Address input 2. Connect directly to VCC or ground.
I2C Interface
The bidirectional I2C bus consists of the serial clock (SCL) and serial data (SDA) lines. Both lines must be
connected to a positive supply through a pullup resistor when connected to the output stages of a device. Data
transfer may be initiated only when the bus is not busy.
I2C communication with this device is initiated by a master sending a start condition, a high-to-low transition on
the SDA input/output while the SCL input is high (see Figure 1). After the start condition, the device address byte
is sent, most significant bit (MSB) first, including the data direction bit (R/W).
After receiving the valid address byte, this device responds with an acknowledge (ACK), a low on the SDA
input/output during the high of the ACK-related clock pulse. The address inputs (A0–A2) of the slave device must
not be changed between the start and the stop conditions.
On the I2C bus, only one data bit is transferred during each clock pulse. The data on the SDA line must remain
stable during the high pulse of the clock period, as changes in the data line at this time are interpreted as control
commands (start or stop) (see Figure 2).

• [EXTRACTED ENTRIES]
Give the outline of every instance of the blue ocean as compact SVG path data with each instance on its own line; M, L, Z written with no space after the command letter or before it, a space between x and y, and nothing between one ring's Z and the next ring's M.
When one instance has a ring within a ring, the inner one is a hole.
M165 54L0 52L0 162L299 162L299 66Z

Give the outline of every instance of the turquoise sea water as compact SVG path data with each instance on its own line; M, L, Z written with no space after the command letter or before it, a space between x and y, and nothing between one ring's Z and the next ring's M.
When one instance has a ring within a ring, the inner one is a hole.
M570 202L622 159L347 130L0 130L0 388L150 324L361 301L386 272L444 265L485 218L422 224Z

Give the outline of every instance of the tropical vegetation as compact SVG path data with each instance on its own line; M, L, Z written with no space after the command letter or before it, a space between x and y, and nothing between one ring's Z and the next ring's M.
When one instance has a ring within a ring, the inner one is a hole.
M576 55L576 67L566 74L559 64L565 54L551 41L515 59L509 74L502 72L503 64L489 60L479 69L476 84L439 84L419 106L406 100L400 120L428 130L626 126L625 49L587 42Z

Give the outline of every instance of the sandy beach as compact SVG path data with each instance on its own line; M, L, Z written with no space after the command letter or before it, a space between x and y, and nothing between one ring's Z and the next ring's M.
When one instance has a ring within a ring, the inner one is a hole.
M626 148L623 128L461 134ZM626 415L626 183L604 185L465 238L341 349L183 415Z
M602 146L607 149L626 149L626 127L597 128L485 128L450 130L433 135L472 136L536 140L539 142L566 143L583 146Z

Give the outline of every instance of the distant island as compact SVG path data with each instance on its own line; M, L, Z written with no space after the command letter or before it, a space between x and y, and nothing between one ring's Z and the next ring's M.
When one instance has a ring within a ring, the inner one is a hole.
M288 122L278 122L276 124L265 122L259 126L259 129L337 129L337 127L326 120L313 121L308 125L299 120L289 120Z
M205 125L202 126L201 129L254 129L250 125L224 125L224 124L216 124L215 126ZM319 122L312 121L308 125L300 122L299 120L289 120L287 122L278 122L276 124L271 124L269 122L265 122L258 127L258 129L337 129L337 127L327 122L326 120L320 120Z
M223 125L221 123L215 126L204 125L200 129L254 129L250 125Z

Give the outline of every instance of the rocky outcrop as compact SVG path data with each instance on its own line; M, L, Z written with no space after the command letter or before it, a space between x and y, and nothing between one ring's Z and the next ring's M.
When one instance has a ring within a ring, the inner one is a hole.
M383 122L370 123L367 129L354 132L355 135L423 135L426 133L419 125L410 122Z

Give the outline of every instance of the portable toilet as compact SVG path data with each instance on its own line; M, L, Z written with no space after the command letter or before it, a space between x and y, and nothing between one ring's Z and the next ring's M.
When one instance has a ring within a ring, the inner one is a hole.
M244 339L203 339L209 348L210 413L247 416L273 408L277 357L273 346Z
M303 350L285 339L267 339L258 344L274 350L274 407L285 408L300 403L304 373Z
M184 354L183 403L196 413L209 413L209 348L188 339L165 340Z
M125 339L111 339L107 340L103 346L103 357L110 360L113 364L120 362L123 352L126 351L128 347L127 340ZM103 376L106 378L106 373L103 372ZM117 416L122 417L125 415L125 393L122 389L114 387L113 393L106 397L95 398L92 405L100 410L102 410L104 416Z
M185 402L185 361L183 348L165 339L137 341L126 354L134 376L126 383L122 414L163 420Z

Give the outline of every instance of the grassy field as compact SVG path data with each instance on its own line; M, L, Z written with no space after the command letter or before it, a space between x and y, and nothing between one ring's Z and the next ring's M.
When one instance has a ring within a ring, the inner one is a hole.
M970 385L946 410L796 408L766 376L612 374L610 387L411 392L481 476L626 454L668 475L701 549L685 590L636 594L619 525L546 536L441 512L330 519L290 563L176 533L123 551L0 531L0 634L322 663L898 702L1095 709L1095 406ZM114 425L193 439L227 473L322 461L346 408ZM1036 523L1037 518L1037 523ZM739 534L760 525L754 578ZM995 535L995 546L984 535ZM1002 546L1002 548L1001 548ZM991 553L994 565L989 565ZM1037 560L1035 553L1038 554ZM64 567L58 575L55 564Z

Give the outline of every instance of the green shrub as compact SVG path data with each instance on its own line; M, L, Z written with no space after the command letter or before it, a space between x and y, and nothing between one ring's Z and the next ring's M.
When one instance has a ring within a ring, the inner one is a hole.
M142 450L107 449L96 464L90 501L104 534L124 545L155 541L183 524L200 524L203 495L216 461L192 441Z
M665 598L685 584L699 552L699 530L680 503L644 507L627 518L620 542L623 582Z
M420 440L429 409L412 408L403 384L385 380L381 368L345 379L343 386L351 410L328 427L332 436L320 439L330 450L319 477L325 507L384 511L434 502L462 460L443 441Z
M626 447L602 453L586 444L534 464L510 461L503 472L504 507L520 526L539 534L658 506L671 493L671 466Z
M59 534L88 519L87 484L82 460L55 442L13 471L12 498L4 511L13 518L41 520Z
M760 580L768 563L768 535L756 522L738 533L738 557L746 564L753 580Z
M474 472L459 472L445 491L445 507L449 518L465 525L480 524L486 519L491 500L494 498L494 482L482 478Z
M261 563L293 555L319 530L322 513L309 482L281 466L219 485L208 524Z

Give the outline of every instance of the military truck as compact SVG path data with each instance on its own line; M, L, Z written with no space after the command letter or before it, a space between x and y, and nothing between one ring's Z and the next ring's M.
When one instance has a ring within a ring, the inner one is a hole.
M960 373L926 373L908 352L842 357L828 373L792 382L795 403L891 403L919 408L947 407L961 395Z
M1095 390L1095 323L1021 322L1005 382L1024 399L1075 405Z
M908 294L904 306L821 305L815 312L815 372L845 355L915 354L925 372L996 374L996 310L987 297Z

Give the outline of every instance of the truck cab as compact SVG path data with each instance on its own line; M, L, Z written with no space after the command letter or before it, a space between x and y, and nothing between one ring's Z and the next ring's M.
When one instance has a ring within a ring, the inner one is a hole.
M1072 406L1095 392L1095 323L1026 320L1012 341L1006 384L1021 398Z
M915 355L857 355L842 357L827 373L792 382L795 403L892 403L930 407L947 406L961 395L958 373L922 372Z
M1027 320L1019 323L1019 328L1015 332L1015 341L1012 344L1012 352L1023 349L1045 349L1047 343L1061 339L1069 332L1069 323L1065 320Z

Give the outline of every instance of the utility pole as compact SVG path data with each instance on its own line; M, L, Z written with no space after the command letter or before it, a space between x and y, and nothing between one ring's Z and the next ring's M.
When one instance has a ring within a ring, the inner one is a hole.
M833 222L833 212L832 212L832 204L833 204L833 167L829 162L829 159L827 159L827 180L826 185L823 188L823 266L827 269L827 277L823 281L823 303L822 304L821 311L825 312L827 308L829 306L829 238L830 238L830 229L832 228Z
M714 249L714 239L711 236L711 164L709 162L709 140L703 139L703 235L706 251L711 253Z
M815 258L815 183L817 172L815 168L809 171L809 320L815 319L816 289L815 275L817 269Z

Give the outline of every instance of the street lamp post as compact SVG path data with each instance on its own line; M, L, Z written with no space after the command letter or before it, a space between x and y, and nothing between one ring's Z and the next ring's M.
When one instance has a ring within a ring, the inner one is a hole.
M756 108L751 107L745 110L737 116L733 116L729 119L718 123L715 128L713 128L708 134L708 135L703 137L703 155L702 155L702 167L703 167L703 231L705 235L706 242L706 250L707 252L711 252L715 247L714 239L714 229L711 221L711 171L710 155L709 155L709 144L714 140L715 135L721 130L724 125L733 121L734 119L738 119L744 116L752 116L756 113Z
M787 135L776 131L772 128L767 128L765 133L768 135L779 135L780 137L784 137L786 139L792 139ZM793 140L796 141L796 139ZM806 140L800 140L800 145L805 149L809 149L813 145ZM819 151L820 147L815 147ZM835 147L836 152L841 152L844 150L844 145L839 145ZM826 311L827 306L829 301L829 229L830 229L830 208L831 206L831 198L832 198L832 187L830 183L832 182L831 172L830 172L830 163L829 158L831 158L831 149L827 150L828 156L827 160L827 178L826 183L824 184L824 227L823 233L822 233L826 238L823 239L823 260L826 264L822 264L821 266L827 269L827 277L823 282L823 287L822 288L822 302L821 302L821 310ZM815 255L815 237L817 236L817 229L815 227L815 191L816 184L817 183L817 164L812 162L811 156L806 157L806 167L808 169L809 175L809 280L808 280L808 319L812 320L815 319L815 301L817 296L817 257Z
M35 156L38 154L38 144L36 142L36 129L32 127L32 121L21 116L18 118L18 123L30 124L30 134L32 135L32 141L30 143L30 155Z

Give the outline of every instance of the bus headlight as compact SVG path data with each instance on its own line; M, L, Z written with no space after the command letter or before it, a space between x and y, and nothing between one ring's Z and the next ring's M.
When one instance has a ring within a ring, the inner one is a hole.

• [AIM A] In the I2C interface text, copy the passage from "I2C Interface" to "direction bit (R/W)." word for word.
• [AIM B]
Does the I2C interface text support each statement below? Answer yes or no for each, quoting the words that decide it.
(i) Data transfer may begin while the bus is busy.
(ii) The device address byte is sent with the most significant bit first.
(iii) Two data bits are transferred during each clock pulse.
• [AIM C] Which terms in the I2C interface text are directly followed by an abbreviation in parentheses? List each term with its abbreviation.

• [CORRECT RESPONSE A]
I2C Interface
The bidirectional I2C bus consists of the serial clock (SCL) and serial data (SDA) lines. Both lines must be
connected to a positive supply through a pullup resistor when connected to the output stages of a device. Data
transfer may be initiated only when the bus is not busy.
I2C communication with this device is initiated by a master sending a start condition, a high-to-low transition on
the SDA input/output while the SCL input is high (see Figure 1). After the start condition, the device address byte
is sent, most significant bit (MSB) first, including the data direction bit (R/W).

• [CORRECT RESPONSE B]
(i) No: "Data transfer may be initiated only when the bus is not busy."
(ii) Yes: "the device address byte is sent, most significant bit (MSB) first"
(iii) No: "only one data bit is transferred during each clock pulse."

• [CORRECT RESPONSE C]
- serial clock (SCL)
- serial data (SDA)
- most significant bit (MSB)
- data direction bit (R/W)
- acknowledge (ACK)
- address inputs (A0–A2)